• _Exercise A_
In the Wen Fong excerpt:
(i) In what year did Fong receive his Ph.D.?
(ii) With whom did he co-found a doctoral program in 1959?
(iii) During which years did he teach at Zhejiang University?
• _Exercise B_
Which people other than Wen Fong are named in the Wen Fong excerpt? List all of them.
• _Exercise C_
Could you print the part of the Wen Fong excerpt that starts at "At Princeton Fong" and ends at "to Heaven (1958)."?

──────── Text excerpt

At Princeton Fong studied under Kurt Weitzmann and George Rowley, and earned his B.A. in European history and M.F.A. in medieval art history. In 1954, he joined the faculty of Princeton while still studying for his Ph.D., which he received in 1958. His Ph.D. dissertation on the history of Chinese art was published by the Freer Gallery of Art as The Lohans and a Bridge to Heaven (1958).

== Career ==
In 1959, Wen Fong and Frederick W. Mote co-founded the first doctoral program in Chinese art and archaeology in the United States, which was expanded to include Japan in 1962. From 1970 to 1973, he served as Chair of Princeton's Department of Art and Archaeology. He was a curator at the Art Museum of Princeton University for Asian art, and helped build the John B. Elliott Collection of Chinese Calligraphy, considered one of the best outside of China. In 1971, he was named Edwards S. Sanford Professor of Art History. He retired from Princeton in 1999, after a 45-year career. He subsequently taught at Tsinghua University from 2004 to 2007 and Zhejiang University from 2009 to 2012.

────────────────
──────── Data extract

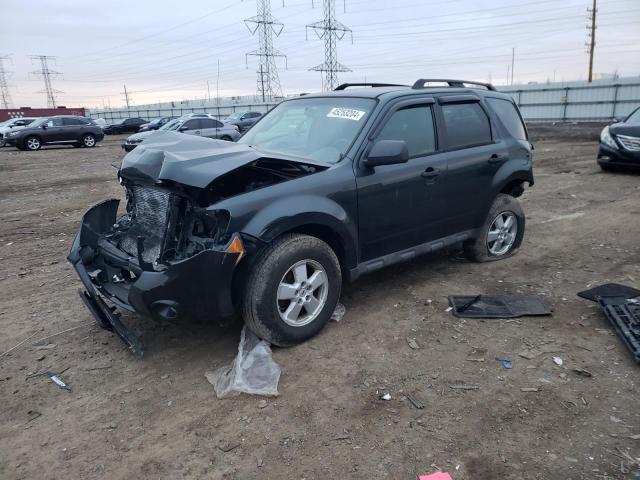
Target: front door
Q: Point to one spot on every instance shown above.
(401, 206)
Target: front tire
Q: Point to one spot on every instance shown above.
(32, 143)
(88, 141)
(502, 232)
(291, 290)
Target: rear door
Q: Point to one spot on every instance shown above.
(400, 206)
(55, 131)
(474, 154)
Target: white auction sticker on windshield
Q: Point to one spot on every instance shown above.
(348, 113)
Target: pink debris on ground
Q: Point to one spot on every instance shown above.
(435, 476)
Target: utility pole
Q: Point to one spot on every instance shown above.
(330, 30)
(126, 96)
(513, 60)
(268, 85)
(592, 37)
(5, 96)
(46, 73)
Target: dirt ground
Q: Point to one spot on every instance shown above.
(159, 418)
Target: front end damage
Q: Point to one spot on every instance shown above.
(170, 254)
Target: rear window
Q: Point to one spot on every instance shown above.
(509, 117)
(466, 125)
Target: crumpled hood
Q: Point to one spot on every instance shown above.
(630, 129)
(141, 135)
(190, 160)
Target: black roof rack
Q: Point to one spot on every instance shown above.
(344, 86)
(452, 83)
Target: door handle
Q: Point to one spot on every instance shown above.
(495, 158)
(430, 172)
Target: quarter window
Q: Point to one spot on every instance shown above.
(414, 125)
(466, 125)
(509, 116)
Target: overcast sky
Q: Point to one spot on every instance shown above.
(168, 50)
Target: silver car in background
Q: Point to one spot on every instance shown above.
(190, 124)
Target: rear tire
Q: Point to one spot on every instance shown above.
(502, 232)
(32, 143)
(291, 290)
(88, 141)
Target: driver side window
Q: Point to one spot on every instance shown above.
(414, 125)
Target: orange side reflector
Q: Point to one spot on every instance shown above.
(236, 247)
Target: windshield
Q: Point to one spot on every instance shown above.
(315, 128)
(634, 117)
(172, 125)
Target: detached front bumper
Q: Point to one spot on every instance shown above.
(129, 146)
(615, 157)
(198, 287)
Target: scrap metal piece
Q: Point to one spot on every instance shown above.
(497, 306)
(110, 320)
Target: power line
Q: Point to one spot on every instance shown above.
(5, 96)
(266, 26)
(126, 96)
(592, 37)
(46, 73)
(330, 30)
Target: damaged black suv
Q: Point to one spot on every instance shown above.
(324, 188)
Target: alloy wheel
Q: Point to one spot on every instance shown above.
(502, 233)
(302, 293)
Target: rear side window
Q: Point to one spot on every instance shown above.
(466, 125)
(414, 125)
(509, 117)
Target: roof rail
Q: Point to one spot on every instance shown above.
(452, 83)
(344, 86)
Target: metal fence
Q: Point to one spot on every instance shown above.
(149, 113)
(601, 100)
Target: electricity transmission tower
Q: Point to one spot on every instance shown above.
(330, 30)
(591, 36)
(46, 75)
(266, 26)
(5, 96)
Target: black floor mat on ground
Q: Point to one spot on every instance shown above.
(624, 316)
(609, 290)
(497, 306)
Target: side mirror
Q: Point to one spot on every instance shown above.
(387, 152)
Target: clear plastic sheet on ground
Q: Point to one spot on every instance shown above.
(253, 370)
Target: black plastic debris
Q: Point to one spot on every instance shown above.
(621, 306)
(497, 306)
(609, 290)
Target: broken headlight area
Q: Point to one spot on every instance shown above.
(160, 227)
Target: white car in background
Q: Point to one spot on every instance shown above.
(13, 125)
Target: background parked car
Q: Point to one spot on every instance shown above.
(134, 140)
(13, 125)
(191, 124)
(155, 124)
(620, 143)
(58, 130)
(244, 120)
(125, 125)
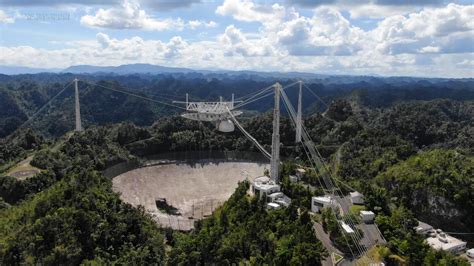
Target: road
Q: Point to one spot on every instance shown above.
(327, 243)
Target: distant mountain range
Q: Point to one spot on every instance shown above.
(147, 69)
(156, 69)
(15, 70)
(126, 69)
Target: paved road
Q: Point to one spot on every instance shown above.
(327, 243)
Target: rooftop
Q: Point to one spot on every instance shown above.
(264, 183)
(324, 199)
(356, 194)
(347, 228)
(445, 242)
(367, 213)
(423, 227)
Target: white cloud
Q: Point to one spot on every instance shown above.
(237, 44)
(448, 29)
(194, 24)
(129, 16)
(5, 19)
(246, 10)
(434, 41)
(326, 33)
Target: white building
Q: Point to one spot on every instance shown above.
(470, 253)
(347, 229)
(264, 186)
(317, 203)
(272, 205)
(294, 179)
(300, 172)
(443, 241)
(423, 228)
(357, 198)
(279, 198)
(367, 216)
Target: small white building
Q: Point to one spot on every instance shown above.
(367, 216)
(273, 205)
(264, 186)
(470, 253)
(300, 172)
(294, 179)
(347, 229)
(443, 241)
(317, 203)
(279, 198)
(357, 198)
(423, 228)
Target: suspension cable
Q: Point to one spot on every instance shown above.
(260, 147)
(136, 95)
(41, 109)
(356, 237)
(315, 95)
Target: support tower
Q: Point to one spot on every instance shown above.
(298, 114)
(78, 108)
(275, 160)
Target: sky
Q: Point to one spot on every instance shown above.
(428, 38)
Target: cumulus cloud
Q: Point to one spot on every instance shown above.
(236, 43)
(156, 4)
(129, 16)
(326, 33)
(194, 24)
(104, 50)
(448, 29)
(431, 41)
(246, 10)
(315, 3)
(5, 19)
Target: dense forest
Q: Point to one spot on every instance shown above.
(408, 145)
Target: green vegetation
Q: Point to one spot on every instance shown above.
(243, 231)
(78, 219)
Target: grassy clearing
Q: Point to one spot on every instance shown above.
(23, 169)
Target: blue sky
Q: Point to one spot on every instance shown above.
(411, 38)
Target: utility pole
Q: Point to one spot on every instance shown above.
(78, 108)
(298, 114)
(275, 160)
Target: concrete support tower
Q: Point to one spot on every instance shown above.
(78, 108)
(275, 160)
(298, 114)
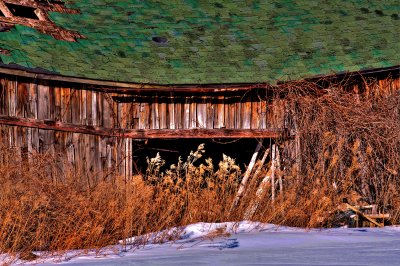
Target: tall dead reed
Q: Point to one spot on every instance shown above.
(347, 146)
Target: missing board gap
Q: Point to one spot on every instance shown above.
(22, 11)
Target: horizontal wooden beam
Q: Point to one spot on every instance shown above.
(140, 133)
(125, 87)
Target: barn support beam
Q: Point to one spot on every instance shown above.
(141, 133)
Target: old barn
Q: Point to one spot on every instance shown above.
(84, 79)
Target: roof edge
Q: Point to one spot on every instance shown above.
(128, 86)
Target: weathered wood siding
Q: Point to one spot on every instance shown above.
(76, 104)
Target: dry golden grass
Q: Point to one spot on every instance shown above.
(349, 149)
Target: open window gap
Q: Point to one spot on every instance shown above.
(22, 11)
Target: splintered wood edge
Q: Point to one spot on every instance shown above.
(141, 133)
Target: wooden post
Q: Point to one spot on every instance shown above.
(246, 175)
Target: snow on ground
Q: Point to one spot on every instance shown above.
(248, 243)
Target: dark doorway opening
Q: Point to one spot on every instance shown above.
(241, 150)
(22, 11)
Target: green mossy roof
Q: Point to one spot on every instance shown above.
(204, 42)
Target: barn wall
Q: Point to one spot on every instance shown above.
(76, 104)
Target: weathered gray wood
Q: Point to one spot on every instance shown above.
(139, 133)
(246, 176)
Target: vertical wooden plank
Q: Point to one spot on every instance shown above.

────────────────

• _Worked solution A_
(i) 1958
(ii) Frederick W. Mote
(iii) 2009 to 2012

• _Worked solution B_
Kurt Weitzmann
George Rowley
Frederick W. Mote
John B. Elliott
Edwards S. Sanford

• _Worked solution C_
At Princeton Fong studied under Kurt Weitzmann and George Rowley, and earned his B.A. in European history and M.F.A. in medieval art history. In 1954, he joined the faculty of Princeton while still studying for his Ph.D., which he received in 1958. His Ph.D. dissertation on the history of Chinese art was published by the Freer Gallery of Art as The Lohans and a Bridge to Heaven (1958).